Records:
* * * * * * * * *
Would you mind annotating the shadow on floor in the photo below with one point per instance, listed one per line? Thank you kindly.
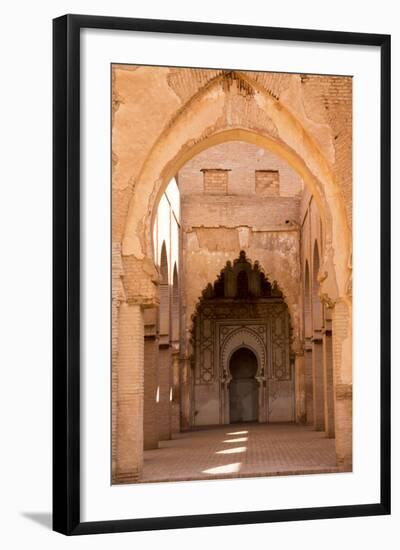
(42, 518)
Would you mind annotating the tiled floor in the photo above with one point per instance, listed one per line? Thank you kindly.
(240, 450)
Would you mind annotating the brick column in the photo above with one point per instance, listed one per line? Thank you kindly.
(175, 412)
(318, 383)
(309, 383)
(185, 394)
(164, 381)
(150, 419)
(342, 357)
(300, 388)
(129, 395)
(328, 382)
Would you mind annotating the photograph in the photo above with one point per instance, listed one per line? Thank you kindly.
(231, 251)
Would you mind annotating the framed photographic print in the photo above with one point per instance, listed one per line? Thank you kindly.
(221, 274)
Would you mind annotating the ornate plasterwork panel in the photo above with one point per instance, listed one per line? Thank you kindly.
(262, 325)
(233, 337)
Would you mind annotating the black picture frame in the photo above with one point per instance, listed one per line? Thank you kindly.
(66, 273)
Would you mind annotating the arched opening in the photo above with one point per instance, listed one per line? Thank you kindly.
(243, 388)
(164, 293)
(307, 304)
(175, 307)
(317, 306)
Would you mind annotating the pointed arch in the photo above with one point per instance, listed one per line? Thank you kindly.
(316, 301)
(164, 312)
(307, 303)
(203, 123)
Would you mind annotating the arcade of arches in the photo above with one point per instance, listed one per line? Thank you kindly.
(231, 274)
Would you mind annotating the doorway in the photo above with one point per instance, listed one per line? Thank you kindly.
(243, 388)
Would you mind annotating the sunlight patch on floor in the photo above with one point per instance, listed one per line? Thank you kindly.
(232, 451)
(226, 469)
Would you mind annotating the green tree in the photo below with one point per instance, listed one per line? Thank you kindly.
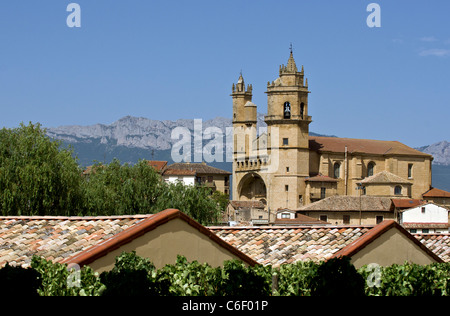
(37, 175)
(116, 189)
(194, 201)
(120, 189)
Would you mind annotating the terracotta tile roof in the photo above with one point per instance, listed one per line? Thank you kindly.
(438, 243)
(378, 147)
(350, 203)
(436, 193)
(55, 238)
(384, 177)
(424, 225)
(377, 231)
(199, 168)
(299, 219)
(406, 203)
(276, 245)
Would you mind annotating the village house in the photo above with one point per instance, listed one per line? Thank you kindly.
(384, 244)
(437, 196)
(97, 240)
(351, 210)
(248, 213)
(198, 173)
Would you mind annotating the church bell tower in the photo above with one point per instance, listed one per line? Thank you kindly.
(288, 131)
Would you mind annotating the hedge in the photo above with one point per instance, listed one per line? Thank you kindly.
(136, 276)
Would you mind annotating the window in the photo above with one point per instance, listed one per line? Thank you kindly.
(287, 110)
(379, 219)
(346, 219)
(323, 193)
(337, 170)
(370, 168)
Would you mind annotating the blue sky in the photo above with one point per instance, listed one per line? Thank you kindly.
(167, 60)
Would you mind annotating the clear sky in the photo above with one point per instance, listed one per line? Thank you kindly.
(169, 59)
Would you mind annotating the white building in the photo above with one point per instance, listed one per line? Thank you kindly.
(426, 218)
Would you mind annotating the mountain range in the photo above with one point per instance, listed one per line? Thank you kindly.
(133, 138)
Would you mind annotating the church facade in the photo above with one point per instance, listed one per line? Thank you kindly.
(285, 167)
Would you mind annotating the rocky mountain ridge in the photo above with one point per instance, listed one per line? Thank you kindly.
(146, 134)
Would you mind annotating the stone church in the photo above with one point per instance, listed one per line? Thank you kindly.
(285, 167)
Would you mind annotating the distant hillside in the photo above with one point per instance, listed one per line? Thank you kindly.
(132, 138)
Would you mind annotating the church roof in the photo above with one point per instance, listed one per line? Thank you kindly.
(368, 146)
* * * * * * * * *
Aim of the exercise
Quote the records word for word, from the line containing "Would you mind annotating the rocky" through the end of the records, including both the first and last lines.

Result of this task
Would you mind annotating the rocky mountain ridge in the photo above with one point per instance, listed one per line? Thank you kindly.
(146, 134)
Would you mind annotating the stone church in the photo above with one point per instance, listed one per line? Thank you kindly.
(285, 167)
Would you mind annotating the distant hillside in the photo above with one point per instance, listed one per line? Thank you kindly.
(132, 138)
Would you mind annotating the church roof in the photo above with one point per instance, listed one per line? Thank you kindly.
(368, 146)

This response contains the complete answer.